**Required action**
Write out the whole text below about a possible regional conflict involving Israel, Iran, and Hezbollah, word for word.

And Hezbollah stores those munitions in locations that Israel knows would be politically damaging to strike, under schools and hospitals in Lebanon. They're banking on an Israeli and generally global unwillingness to allow for massive civilian casualties in the event of a provincial conflict. So in combination with a years-long amassing of less sophisticated rockets in Lebanon by Hezbollah presents a pretty deadly situation for Israel.
Israel. Iran and Hezbollah could begin such a conflict by oversaturating Israel's airspace with less sophisticated rockets and missiles, which would overwhelm Israel's air defenses and allow these precision guided munitions to hit critical targets within Israel itself. It does paint a pretty
scary picture potentially. So looking forward to the coming year, what are the odds that we'll see such a regional conflict break out? It's hard to put a definite percentage on it, but there are a lot of potential triggers that we're watching for in the coming year, including in Iraq, Syria, Yemen, Lebanon, and Iran itself. Israel could decide to strike Iran's nuclear program
Alternatively, Iran could miscalculate its escalations against US forces in Iraq and Syria. JCPOA negotiations could collapse in some spectacular fashion.

**Rows from a collection**
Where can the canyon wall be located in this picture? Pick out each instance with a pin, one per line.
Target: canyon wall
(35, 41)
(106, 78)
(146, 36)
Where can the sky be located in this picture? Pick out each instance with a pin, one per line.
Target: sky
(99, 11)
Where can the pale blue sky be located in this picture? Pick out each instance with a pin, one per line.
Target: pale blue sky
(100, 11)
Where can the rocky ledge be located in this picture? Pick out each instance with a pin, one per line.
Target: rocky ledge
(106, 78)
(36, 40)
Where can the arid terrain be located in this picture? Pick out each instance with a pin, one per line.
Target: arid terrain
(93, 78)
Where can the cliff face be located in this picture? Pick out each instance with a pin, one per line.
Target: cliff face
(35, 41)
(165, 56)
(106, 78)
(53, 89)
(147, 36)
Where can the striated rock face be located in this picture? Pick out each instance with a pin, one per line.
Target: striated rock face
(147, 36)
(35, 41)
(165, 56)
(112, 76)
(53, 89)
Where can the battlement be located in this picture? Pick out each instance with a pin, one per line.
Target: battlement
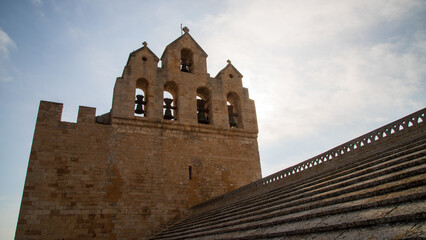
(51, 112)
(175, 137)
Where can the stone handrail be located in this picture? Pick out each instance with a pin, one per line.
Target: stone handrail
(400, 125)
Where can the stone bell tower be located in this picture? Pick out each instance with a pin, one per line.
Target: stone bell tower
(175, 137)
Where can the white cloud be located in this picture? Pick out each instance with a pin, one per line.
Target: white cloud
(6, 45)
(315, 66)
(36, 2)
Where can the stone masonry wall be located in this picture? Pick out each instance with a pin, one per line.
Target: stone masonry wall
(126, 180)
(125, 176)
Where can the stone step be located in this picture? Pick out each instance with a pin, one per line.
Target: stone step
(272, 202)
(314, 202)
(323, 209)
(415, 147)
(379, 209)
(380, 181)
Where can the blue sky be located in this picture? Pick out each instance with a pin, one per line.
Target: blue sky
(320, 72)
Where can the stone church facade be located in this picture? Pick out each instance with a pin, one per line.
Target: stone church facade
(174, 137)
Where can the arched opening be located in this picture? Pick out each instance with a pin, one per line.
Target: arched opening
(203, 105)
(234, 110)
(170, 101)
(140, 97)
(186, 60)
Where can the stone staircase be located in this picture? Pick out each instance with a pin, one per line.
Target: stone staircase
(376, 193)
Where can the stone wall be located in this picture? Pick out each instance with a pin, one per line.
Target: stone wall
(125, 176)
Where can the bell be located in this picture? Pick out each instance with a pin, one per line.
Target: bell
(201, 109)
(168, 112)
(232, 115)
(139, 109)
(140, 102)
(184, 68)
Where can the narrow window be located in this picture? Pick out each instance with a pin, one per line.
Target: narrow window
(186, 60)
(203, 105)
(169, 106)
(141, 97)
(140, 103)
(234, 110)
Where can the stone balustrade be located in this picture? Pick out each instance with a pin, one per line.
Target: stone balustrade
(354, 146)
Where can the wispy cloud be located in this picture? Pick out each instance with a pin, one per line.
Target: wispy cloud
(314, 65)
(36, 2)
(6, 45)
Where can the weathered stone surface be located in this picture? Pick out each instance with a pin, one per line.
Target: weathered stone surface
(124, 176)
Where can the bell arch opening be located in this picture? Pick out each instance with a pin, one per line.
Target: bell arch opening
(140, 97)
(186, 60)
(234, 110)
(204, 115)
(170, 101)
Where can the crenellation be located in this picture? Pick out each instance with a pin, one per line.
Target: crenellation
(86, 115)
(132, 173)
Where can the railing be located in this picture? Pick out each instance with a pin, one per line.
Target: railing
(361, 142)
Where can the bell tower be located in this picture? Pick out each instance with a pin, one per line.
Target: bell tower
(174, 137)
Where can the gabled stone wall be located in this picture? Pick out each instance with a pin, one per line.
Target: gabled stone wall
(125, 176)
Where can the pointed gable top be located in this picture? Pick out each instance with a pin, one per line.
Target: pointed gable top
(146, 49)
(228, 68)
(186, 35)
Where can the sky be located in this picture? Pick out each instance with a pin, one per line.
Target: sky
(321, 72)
...
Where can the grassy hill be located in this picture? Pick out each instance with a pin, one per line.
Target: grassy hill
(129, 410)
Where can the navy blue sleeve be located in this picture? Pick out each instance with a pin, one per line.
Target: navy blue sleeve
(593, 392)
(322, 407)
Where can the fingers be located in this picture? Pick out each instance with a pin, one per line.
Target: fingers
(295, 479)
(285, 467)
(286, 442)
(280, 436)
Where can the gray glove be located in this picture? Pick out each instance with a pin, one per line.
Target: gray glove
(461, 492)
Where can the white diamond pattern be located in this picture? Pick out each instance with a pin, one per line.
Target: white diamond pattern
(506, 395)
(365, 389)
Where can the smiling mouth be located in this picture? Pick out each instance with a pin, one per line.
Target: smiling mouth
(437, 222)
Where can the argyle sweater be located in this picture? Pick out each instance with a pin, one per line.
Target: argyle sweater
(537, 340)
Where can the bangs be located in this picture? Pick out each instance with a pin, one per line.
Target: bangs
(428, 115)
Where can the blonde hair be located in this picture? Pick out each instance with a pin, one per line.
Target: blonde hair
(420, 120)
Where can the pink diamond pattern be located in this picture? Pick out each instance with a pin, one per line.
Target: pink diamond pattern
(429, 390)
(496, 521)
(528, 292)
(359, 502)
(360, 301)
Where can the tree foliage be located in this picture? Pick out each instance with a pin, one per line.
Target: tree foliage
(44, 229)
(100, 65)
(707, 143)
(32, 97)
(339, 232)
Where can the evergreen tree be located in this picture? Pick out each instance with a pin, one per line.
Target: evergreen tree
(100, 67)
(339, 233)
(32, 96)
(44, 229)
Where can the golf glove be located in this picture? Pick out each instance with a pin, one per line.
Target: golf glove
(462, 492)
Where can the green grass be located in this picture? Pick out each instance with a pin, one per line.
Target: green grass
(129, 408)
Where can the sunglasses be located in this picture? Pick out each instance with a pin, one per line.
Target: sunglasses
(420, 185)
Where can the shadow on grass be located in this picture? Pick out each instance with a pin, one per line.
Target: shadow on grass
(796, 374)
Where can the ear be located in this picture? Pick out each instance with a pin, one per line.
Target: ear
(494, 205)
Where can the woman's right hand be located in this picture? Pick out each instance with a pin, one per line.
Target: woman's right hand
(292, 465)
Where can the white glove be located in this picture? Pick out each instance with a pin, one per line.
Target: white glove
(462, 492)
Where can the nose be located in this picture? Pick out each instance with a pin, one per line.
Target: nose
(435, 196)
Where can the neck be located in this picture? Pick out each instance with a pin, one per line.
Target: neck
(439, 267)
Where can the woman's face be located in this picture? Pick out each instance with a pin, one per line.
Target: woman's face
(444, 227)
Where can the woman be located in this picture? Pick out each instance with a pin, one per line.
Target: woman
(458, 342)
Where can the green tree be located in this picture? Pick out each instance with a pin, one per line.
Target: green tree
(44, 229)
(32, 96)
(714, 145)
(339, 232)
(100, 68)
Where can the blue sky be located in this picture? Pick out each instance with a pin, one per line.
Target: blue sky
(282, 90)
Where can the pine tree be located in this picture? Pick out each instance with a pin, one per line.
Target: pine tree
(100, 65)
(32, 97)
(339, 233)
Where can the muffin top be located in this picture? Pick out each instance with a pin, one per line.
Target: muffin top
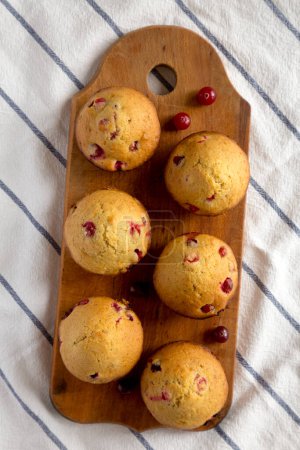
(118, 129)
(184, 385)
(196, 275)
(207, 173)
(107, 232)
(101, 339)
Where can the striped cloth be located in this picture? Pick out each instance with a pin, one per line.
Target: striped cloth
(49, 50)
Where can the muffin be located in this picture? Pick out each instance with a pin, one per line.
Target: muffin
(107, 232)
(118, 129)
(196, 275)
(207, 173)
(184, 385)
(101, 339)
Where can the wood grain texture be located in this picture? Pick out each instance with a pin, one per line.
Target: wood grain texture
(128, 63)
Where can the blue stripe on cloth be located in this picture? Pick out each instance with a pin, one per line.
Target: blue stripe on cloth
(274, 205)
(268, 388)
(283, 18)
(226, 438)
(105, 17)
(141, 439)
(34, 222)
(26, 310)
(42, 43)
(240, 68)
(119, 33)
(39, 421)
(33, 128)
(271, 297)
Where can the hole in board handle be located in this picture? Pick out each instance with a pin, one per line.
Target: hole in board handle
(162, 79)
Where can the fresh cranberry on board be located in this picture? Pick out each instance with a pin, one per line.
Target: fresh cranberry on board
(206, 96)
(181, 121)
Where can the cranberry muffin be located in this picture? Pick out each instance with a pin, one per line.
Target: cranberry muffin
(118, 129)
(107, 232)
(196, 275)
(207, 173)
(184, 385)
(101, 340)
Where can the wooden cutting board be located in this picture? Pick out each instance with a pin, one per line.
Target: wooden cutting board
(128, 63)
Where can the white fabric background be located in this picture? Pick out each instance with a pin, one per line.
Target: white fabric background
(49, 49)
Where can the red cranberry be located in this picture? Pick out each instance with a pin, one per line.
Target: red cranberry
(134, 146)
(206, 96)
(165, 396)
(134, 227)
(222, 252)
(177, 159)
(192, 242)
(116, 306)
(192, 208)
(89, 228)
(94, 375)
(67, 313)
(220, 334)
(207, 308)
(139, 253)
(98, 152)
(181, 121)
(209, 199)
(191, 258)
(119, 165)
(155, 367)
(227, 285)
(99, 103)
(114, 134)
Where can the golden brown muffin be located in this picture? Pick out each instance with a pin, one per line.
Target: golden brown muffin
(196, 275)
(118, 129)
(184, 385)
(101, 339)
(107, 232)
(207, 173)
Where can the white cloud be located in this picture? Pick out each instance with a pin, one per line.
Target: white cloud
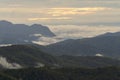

**Exercise output**
And Hezbollah stores those munitions in locations that Israel knows would be politically damaging to strike, under schools and hospitals in Lebanon. They're banking on an Israeli and generally global unwillingness to allow for massive civilian casualties in the event of a provincial conflict. So in combination with a years-long amassing of less sophisticated rockets in Lebanon by Hezbollah presents a pretty deadly situation for Israel.
Israel. Iran and Hezbollah could begin such a conflict by oversaturating Israel's airspace with less sophisticated rockets and missiles, which would overwhelm Israel's air defenses and allow these precision guided munitions to hit critical targets within Israel itself. It does paint a pretty
scary picture potentially. So looking forward to the coming year, what are the odds that we'll see such a regional conflict break out? It's hard to put a definite percentage on it, but there are a lot of potential triggers that we're watching for in the coming year, including in Iraq, Syria, Yemen, Lebanon, and Iran itself. Israel could decide to strike Iran's nuclear program
Alternatively, Iran could miscalculate its escalations against US forces in Iraq and Syria. JCPOA negotiations could collapse in some spectacular fashion.